→ **PROBLEMS**:
**A.** In the squash report, reproduce word for word the passage starting at "Brunswick’s opponent, Belmont" and ending at "pulling it off.".
**B.** Render this sentence from the squash report in Spanish: "Monroe gave Brunswick an early edge with an 11-6 fifth-game win over Belmont Hill No. 7 James Bell."
**C.** Proceed with the squash report, picking up right after its last sentence.

→ **QUOTED PASSAGE**:

Start

Brunswick’s opponent, Belmont Hill, the first school from
the Boston area to reach the finals of this tournament, had defeated
defending champion Avon Old Farms 4-3 when Belmont Hill No. 1 Timmy
Brownell, the top-ranked player in the U. S. Under-19 division,
out-played Omar El Atmas in four games. Avon had barely survived a 4-3
round-of-16 match against Brunswick’s Varsity B team when Avon’s No. 4
player Dennis Jones defeated Brunswick freshman Will Holey, 11-6 in the
fourth, in the last match on court. It would have been a singular
accomplishment for the second team (which subsequently won all three of
its back-draw matches to place ninth overall) to have knocked off the
defending champion, and Brunswick’s Varsity B team, helped along by
some vociferous cheering by the Varsity A players who commandeered the
gallery overlooking those courts, came very close to pulling it off.
The fact that the final-round main-draw
matches would be handled by referees hired by U. S. Squash (after all
the pre-final rounds had been refereed by the players) added a further
dimension to the tension between these two schools, each of which was
seeking its first-ever High School Nationals title. So did the fact
that the final was nip and tuck all the way as the two teams traded
wins throughout the increasingly tumultuous afternoon. Monroe
gave Brunswick an early edge with an 11-6 fifth-game win over Belmont
Hill No. 7 James Bell. The next two pairs of matches that went on were
both evenly divided: first, Fitzgerald’s four-game win over Belmont
Hill No. 5 Jack Bell was counter-balanced when Clark Doyle, the son of
Harvard’s former CSA Hall of Fame coach Bill Doyle, survived a
third-game tiebreaker and rallied past Ubina in the No. 2 match by
scores of 3-11, 5-11, 12-10, 11-5, 11-9. Then Carney straight-gamed
Belmont Hill No. 6 Alexander Curtin but Curtin’s teammate Spencer Anton
prevailed over Odrich, thereby leaving Brunswick still needing to win
one of the remaining two matches to clinch the team outcome.

End

→ **RECORDS SUPPLIED**:
Start

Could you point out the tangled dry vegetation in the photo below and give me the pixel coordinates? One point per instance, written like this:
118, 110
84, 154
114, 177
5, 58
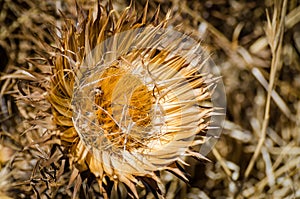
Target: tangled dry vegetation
256, 45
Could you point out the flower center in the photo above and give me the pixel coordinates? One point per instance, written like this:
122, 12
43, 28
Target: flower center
123, 107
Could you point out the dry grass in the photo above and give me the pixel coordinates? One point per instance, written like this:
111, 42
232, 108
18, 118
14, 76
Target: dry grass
256, 45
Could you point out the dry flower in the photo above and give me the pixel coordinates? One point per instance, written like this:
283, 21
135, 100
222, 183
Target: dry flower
129, 98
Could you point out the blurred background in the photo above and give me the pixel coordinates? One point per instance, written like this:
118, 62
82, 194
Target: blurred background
258, 153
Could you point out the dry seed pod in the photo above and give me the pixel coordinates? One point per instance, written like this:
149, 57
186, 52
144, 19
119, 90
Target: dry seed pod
131, 101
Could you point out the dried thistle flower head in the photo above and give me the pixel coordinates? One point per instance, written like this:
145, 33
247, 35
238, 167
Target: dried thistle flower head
129, 98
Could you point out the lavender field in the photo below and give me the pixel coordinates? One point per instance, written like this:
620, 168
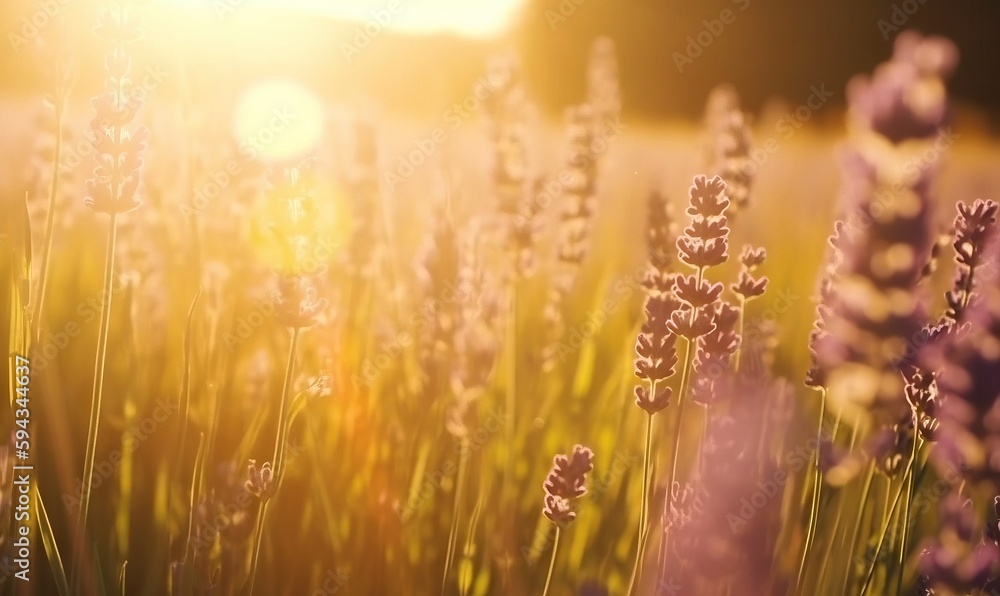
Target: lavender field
269, 337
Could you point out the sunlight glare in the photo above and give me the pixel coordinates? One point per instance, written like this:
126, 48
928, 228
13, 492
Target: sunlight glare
279, 120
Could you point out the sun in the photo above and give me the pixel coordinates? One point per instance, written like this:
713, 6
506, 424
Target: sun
278, 120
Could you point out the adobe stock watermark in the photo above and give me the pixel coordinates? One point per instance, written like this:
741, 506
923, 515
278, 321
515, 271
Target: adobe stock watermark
427, 145
144, 83
133, 436
712, 30
900, 15
32, 25
432, 482
373, 27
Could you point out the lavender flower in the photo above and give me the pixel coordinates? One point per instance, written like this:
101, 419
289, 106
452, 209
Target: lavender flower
874, 310
565, 483
117, 145
260, 481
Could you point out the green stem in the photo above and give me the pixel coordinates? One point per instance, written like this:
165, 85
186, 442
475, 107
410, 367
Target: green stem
43, 277
552, 562
95, 404
739, 346
463, 464
511, 393
817, 494
644, 503
277, 459
888, 519
852, 546
678, 426
906, 509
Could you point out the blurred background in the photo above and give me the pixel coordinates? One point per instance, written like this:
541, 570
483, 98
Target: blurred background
425, 53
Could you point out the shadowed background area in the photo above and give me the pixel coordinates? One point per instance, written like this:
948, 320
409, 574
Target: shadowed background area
675, 52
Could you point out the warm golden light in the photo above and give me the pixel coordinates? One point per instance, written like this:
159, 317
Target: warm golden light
278, 119
485, 18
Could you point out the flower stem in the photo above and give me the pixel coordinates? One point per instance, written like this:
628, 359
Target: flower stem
888, 519
644, 503
463, 464
817, 494
277, 459
552, 562
95, 404
43, 276
678, 427
906, 508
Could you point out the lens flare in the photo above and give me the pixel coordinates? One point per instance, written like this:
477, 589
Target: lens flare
278, 120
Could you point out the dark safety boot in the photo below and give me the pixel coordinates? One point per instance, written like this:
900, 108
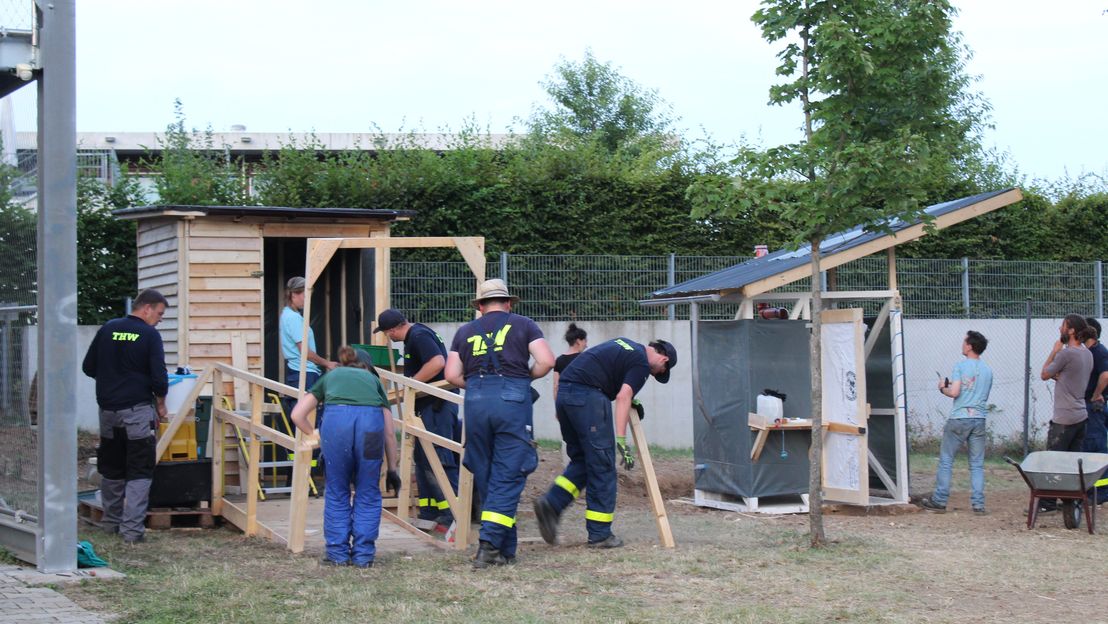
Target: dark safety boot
488, 556
609, 542
547, 520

End

→ **RESULTS FOR THE EXERCISE**:
**A.**
Brunswick’s opponent, Belmont Hill, the first school from
the Boston area to reach the finals of this tournament, had defeated
defending champion Avon Old Farms 4-3 when Belmont Hill No. 1 Timmy
Brownell, the top-ranked player in the U. S. Under-19 division,
out-played Omar El Atmas in four games. Avon had barely survived a 4-3
round-of-16 match against Brunswick’s Varsity B team when Avon’s No. 4
player Dennis Jones defeated Brunswick freshman Will Holey, 11-6 in the
fourth, in the last match on court. It would have been a singular
accomplishment for the second team (which subsequently won all three of
its back-draw matches to place ninth overall) to have knocked off the
defending champion, and Brunswick’s Varsity B team, helped along by
some vociferous cheering by the Varsity A players who commandeered the
gallery overlooking those courts, came very close to pulling it off.

**B.** Monroe le dio a Brunswick una ventaja temprana con una victoria por 11-6 en el quinto juego sobre el número 7 de Belmont Hill, James Bell.

**C.**
Hindy won two extremely close games
against Belmont Hill No. 4 Blake Gilbert-Bono, only to then lose the
third and fourth. But by the time Hindy re-entered the court to play
his fifth game (which he lost 11-7), the national championship had been
decided by the two No. 1 players, Yacobucci and Brownell. Yacobucci,
the No. 1 ranked American player in the Under-17’s, had greatly
improved his game by playing on the U. S. National Junior Team that
competed in the biennial World Junior Championships in Africa (where
Brownell had been one of his teammates) during the prior summer, and he
also played in the British Junior Open during the Christmas break. But
Brownell had won the U. S. Junior Open only two months earlier, a
massive achievement against some of the best junior players in the
world, and he had lost to Yacobucci only once in their half-dozen prior
matches. Knowing that, in addition to this backdrop, Yacobucci was
dealing with a head cold and hacking cough, Stephens advised his young
star to avoid playing long points to the extent possible, and instead
to look to shoot whenever the opportunity to do so arose. His nickname
for Yacobucci was “the Butcher” in deference to the way the latter
could slice opponents up with his front-court salvos. Yacobucci also
had a nickname for Stephens, namely “the Hammer,” since frequently when
Yacobucci had recorded two games in a given match, Stephens’s
between-games exhortation was, “Okay, David, it’s Hammer Time.”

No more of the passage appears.